Dataset records:
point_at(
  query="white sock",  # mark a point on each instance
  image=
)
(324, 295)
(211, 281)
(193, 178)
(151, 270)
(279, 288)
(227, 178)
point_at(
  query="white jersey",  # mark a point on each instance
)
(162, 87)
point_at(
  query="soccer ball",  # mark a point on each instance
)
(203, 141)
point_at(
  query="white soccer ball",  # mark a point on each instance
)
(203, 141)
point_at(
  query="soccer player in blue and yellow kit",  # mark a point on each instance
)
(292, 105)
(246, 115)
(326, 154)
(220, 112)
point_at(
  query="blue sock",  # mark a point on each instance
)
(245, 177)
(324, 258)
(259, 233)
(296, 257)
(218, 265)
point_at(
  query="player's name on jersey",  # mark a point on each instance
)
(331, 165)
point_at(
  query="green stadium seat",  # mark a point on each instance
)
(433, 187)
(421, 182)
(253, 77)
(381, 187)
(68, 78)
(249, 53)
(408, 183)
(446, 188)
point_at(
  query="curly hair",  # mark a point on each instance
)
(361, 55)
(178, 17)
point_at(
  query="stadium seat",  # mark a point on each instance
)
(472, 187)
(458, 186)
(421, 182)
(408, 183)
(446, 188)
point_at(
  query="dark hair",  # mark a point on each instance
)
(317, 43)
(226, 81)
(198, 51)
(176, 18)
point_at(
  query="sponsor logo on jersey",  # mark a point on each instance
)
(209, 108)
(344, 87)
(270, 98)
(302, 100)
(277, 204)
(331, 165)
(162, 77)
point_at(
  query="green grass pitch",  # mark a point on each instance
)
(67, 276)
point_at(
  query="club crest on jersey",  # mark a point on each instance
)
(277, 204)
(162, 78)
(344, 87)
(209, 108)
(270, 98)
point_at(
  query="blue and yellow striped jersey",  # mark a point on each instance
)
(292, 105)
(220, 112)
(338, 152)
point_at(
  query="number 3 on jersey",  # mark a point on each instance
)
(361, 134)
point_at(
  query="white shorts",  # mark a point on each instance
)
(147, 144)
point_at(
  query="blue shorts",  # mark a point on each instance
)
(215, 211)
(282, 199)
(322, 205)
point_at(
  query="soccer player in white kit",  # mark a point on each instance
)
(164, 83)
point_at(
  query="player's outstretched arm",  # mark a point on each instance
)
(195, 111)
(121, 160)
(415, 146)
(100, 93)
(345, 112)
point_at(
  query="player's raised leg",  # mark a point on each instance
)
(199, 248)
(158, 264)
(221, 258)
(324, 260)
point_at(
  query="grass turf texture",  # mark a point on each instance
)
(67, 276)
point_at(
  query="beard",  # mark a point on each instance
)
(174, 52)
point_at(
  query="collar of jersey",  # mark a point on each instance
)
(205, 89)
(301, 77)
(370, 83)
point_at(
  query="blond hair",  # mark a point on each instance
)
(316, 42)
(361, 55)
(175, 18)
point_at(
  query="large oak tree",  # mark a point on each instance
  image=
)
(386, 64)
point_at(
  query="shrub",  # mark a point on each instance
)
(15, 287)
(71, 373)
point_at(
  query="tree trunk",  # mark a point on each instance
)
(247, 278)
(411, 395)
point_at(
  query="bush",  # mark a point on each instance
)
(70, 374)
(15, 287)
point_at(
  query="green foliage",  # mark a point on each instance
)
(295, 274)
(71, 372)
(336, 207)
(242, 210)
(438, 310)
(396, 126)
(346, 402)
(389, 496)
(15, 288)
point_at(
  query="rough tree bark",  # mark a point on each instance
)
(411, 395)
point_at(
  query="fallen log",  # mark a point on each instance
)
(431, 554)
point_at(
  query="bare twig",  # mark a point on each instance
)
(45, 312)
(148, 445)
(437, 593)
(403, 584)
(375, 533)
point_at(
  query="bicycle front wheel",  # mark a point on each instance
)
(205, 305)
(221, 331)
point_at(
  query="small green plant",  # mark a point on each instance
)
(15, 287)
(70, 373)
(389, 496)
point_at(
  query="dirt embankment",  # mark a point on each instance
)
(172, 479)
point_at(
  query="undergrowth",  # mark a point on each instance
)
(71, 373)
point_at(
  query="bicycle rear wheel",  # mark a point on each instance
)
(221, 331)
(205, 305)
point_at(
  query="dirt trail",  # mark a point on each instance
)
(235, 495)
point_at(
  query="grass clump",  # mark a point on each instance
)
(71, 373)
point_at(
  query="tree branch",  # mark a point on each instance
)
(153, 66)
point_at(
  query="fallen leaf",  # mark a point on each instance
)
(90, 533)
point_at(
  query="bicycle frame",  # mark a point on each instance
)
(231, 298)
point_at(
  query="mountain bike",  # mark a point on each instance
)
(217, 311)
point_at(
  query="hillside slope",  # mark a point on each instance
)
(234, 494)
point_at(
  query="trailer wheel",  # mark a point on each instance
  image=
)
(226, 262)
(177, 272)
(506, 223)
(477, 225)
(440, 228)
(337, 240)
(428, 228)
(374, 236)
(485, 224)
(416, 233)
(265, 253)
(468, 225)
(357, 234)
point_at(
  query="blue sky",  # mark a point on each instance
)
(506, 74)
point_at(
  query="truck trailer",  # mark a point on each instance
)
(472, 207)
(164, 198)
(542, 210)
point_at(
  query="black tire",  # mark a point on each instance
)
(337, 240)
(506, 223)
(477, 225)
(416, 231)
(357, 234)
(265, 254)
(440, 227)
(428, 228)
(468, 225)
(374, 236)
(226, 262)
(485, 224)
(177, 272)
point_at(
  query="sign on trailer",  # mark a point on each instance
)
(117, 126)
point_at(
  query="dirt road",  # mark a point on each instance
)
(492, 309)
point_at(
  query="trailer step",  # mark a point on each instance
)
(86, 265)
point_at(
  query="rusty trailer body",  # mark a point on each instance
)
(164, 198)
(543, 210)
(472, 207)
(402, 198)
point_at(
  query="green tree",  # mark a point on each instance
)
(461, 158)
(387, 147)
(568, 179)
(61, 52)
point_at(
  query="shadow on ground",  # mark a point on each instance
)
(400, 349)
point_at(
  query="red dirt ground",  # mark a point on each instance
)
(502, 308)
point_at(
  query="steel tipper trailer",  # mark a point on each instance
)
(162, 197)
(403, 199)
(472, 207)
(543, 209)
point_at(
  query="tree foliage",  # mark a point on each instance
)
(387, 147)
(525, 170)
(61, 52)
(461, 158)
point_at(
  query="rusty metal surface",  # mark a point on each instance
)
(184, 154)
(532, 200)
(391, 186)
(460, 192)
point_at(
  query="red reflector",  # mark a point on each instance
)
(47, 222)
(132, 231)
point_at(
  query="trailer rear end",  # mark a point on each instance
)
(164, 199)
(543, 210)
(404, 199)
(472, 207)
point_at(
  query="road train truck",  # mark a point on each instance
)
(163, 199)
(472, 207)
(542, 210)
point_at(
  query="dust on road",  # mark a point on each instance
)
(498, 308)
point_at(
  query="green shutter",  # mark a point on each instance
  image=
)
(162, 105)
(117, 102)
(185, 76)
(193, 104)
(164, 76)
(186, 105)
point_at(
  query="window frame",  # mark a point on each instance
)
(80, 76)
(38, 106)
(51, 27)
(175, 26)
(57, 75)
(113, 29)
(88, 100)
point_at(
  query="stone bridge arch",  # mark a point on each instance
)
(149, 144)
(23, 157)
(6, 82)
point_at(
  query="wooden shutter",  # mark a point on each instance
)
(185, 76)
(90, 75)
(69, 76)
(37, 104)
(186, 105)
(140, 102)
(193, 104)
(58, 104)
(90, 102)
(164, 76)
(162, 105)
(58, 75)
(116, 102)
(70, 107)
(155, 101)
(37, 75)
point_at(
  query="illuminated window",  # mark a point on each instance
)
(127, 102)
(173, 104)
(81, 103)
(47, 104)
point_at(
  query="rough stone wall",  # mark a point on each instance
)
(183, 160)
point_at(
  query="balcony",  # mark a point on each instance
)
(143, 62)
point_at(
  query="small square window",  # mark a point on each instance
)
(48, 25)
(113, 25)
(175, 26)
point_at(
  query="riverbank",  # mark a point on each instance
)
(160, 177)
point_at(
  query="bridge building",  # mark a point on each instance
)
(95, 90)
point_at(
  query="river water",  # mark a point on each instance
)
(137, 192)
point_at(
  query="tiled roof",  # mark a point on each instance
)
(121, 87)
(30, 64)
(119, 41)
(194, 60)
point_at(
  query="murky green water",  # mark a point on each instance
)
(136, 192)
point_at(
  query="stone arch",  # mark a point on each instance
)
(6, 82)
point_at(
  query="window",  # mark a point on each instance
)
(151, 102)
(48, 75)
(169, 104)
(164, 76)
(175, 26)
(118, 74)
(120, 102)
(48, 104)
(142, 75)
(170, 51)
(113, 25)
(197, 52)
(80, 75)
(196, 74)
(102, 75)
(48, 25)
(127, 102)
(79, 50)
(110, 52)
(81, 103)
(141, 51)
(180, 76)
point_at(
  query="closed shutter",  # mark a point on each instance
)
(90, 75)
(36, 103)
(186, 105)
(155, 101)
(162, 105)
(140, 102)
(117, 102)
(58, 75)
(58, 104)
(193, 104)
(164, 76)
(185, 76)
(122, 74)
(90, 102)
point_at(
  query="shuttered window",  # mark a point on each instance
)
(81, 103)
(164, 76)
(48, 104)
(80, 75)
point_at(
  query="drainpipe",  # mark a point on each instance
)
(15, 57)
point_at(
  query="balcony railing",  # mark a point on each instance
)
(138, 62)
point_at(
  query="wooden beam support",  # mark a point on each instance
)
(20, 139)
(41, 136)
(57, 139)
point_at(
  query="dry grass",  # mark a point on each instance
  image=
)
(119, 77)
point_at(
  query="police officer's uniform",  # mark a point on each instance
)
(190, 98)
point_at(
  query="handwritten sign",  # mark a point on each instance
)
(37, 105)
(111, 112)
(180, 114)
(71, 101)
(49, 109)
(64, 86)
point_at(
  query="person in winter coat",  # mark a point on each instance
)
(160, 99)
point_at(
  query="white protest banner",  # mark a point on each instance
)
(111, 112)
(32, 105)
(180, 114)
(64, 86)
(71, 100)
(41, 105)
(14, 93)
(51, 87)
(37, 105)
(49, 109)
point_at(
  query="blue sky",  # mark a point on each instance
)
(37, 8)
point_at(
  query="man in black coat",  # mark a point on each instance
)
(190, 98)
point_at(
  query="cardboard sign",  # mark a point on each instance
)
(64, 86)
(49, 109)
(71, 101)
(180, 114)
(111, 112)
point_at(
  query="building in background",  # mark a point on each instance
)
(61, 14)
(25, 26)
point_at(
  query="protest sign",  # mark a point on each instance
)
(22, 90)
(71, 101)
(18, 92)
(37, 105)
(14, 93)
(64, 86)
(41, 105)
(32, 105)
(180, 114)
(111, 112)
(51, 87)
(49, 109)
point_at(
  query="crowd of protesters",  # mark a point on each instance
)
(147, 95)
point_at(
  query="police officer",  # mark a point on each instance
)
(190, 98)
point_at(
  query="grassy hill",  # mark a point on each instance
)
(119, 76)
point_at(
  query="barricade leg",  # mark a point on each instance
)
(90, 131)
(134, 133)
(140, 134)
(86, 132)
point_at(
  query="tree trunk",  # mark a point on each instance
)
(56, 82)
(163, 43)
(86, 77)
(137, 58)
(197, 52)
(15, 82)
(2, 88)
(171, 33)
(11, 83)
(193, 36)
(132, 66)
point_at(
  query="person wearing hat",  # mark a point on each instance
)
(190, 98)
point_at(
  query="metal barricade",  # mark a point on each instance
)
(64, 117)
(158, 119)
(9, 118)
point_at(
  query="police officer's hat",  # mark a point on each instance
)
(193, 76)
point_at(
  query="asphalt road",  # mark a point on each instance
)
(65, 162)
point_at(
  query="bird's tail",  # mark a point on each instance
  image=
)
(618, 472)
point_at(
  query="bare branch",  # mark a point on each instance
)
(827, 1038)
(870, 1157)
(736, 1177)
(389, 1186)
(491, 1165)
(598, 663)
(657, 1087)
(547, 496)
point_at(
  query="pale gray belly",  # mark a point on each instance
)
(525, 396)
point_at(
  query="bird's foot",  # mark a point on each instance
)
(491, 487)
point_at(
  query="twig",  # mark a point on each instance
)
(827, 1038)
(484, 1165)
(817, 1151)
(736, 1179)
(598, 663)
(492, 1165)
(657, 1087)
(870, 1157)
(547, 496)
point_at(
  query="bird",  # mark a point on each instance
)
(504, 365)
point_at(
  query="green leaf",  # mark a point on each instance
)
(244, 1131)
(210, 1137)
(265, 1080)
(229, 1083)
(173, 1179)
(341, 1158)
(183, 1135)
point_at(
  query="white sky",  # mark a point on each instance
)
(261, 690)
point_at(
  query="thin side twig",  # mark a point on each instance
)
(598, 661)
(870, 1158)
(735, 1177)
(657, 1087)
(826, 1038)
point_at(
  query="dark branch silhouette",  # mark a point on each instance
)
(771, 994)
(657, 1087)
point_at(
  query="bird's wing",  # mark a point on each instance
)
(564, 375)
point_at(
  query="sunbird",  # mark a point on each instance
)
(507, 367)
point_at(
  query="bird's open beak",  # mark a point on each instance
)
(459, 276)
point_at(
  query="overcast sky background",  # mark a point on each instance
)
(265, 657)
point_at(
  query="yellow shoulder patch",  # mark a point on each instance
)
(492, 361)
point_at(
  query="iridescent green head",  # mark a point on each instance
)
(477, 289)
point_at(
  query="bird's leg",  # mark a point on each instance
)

DIRECTIONS: Gather every line in the listing above that contains the word "white" and copy each one out in full.

EXERCISE SOLUTION:
  query="white sock",  # mark a point on each instance
  query="white jersey",  # mark a point on each instance
  query="white soccer ball",  # mark a point on each instance
  query="white shorts",  # mark a point on each instance
  query="soccer player in white kit",  # mark a point on each instance
  query="white protest banner",  # mark a point on each instance
  query="white sky",  # mark a point on each instance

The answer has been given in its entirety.